Instructions to follow: Write out, precisely and in full, each line of the material.

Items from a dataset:
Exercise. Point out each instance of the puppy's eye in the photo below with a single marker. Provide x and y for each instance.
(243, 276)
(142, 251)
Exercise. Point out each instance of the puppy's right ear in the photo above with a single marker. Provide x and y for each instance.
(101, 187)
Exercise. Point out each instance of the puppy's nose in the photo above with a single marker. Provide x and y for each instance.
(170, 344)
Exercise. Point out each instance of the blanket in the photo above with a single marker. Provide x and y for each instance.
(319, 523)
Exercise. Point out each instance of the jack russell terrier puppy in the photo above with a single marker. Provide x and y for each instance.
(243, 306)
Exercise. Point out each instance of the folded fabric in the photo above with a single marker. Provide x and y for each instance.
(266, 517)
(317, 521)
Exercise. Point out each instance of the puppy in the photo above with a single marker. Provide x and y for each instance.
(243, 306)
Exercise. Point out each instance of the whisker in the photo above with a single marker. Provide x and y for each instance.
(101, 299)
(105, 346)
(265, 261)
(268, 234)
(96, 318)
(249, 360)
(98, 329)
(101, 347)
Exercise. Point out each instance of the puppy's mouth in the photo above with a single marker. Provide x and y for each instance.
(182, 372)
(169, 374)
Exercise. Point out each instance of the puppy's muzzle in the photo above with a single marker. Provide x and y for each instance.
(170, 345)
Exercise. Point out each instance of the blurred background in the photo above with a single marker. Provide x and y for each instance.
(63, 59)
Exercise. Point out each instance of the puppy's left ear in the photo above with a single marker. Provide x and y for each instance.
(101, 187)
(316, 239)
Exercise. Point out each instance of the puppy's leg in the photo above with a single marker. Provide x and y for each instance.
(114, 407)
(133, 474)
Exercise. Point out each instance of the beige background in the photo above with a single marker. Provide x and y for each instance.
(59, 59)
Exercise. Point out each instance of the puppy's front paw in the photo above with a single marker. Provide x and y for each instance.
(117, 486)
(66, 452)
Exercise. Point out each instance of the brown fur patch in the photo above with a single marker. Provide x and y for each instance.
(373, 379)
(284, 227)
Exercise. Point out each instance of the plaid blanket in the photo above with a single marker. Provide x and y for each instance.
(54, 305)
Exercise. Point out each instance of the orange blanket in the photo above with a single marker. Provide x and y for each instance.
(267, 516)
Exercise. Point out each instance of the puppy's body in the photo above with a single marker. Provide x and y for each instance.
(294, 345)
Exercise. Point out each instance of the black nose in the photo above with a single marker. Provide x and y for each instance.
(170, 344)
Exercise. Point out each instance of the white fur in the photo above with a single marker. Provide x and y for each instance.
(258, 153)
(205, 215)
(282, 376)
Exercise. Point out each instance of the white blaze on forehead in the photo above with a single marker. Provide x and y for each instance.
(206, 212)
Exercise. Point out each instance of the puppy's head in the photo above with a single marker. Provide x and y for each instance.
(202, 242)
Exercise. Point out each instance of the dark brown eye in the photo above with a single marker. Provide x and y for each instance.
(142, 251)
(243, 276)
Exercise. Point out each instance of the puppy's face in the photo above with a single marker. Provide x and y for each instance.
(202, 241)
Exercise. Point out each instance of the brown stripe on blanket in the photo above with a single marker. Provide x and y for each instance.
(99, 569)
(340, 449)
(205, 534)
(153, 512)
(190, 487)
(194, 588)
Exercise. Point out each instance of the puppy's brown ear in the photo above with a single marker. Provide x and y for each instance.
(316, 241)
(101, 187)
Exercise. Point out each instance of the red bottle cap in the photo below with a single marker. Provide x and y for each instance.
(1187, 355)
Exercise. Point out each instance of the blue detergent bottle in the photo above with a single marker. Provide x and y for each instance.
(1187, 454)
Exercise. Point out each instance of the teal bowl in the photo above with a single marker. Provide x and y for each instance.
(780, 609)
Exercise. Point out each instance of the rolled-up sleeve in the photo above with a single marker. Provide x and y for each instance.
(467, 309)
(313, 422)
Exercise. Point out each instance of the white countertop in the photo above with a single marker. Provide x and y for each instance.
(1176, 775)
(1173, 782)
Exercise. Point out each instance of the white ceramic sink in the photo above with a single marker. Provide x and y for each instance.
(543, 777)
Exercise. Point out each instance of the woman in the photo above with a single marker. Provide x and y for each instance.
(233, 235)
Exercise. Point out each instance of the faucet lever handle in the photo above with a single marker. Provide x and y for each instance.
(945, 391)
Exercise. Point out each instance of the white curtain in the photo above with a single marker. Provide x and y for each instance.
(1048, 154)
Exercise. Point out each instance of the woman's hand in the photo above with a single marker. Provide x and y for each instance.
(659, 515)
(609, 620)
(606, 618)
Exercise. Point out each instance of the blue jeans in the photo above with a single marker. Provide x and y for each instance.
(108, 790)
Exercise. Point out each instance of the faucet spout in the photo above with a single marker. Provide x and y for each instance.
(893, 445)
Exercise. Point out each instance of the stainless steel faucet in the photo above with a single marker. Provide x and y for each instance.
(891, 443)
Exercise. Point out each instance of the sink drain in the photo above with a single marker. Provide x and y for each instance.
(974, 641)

Finished exercise:
Exercise. Point out each instance of the puppy's eye in the photo below with a single marker. Provide x and y for each instance.
(243, 276)
(142, 251)
Exercise. Point out each instance of the puppy's right ear in the photo above with a single marker. Provide x and y for each instance.
(101, 187)
Exercise. Point out each instance of the puppy's nose in the photo above with a single marker. Provide x and y for each instance.
(170, 344)
Exercise. Point out each instance of the blanket in the photo above with a single marker. Provide x and y for each instance.
(319, 523)
Exercise. Point out each instance of the jack russell terrier puppy in the photo above with a single marker. Provide x and y for each instance.
(243, 306)
Exercise. Point out each instance of the folded fabric in the photo above with a single marker. Provide x and y for each instance.
(266, 517)
(317, 521)
Exercise. Point out each instance of the puppy in the photo above with a single marker. Provide x and y for each instance.
(243, 306)
Exercise. Point out each instance of the whisker in the photo above with a single marker. Provide x and y for each instance.
(101, 299)
(105, 346)
(265, 261)
(268, 234)
(96, 318)
(249, 360)
(98, 329)
(101, 347)
Exercise. Point out each instance of the puppy's mouth in the photo above with a single marker. Provide x and y for each instance.
(182, 372)
(169, 374)
Exercise. Point out each instance of the puppy's muzzle in the photo above with a single marker. Provide x and y for each instance.
(170, 345)
Exercise. Point out each instance of the blurred background in the photo above with a single marker. Provide x and y for each instance.
(63, 59)
Exercise. Point out each instance of the puppy's left ear in the photo above with a single marker. Provide x and y for each instance.
(101, 187)
(316, 239)
Exercise. Point out each instance of the puppy's leg in the photo above with a single marker. Provide x and y for each instance.
(114, 407)
(133, 474)
Exercise. Point out each instance of the beige background in the photo above with a single marker. Provide x and y for each instance.
(59, 59)
Exercise. Point out each instance of the puppy's front paw in the photo above with a single marker. Provide x and y for each instance.
(117, 486)
(66, 452)
Exercise. Point out each instance of the brown fur patch in the photo above with a single marker. Provide x and y for each instance.
(373, 379)
(284, 227)
Exercise. Point out each instance of the plaid blanket in the photo above with a single marker. Provide x and y for each instance.
(54, 305)
Exercise. Point out each instance of the orange blanket in the photo above with a single marker. Provide x and y for each instance.
(267, 516)
Exercise. Point out each instance of the puppy's body in the photo above with a single marker. Provide x and y for each instance.
(294, 345)
Exercise. Point out each instance of the black nose in the photo above with a single marker. Provide x and y for each instance.
(170, 344)
Exercise. Point out each instance of the white fur in the photo above with a single marker. Provide x and y for each instance.
(258, 153)
(205, 215)
(282, 376)
Exercise. Point out each instance of the white blaze on forehead in the photo above with a single marker. Provide x and y for each instance.
(206, 212)
Exercise. Point out each instance of the puppy's head in the photo above with a single marker. Provide x and y for each instance.
(202, 242)
Exercise. Point out each instance of the dark brown eye in the photo above with a single marker. Provide x and y for each instance.
(142, 251)
(243, 276)
Exercise. Point out each instance of the puppy's face in the photo above with a single marker. Provide x and y for each instance.
(202, 241)
Exercise. Point out each instance of the brown stripe on blanket in the photo above with a single marker. Provide x and y for each instance.
(99, 569)
(340, 449)
(205, 534)
(153, 512)
(190, 487)
(194, 588)
Exercise. Point out each instance of the puppy's brown ear in the photo above with a single marker. Provide x and y for each instance.
(316, 241)
(101, 187)
Exercise. Point out each instance of the red bottle cap in the photo below with a single marker. Provide x and y for each instance.
(1187, 355)
Exercise. Point out each instance of the blue detergent bottle in the photo above with a single marker. Provide x and y for each instance.
(1187, 454)
Exercise. Point out each instance of the teal bowl in the photo above with a single marker. Provide x and y for each instance.
(780, 609)
Exercise. Point out each instance of the rolled-up sleeve in the photo above with a single marker. Provide x and y for each instance.
(467, 309)
(313, 422)
Exercise. Point out each instance of the white countertop in the photo above with a single marker. Provide x and y for each instance.
(1176, 775)
(1173, 782)
Exercise. Point out each instance of the white ceramic sink in the photo above with a single marker. Provide x and y for each instance.
(543, 777)
Exercise. Point out each instance of the woman in the photo above with a single marker. Provide x and y for each instance.
(233, 235)
Exercise. Point out each instance of the faucet lever handle in the photo above with a single marker. Provide x and y for each instance.
(945, 391)
Exercise. Point out each instance of the white curtain in the photo above with a single marker. Provide x and y for each instance.
(1048, 154)
Exercise. Point out each instance of the woman's hand in the photo above with a single marker. Provide x and y for each instance.
(659, 515)
(609, 620)
(606, 618)
Exercise. Point out each instance of the blue jeans in the photo above with a single marker. Provide x and y for each instance.
(108, 790)
Exercise. Point out each instance of the faucet spout in the photo above with a single marker. Provide x and y for each instance.
(893, 445)
Exercise. Point out each instance of the stainless steel faucet in the photo above with a single marker. Provide x and y for each instance.
(891, 443)
Exercise. Point out each instance of the sink drain in the photo above with a single marker. Provide x and y for each instance.
(974, 641)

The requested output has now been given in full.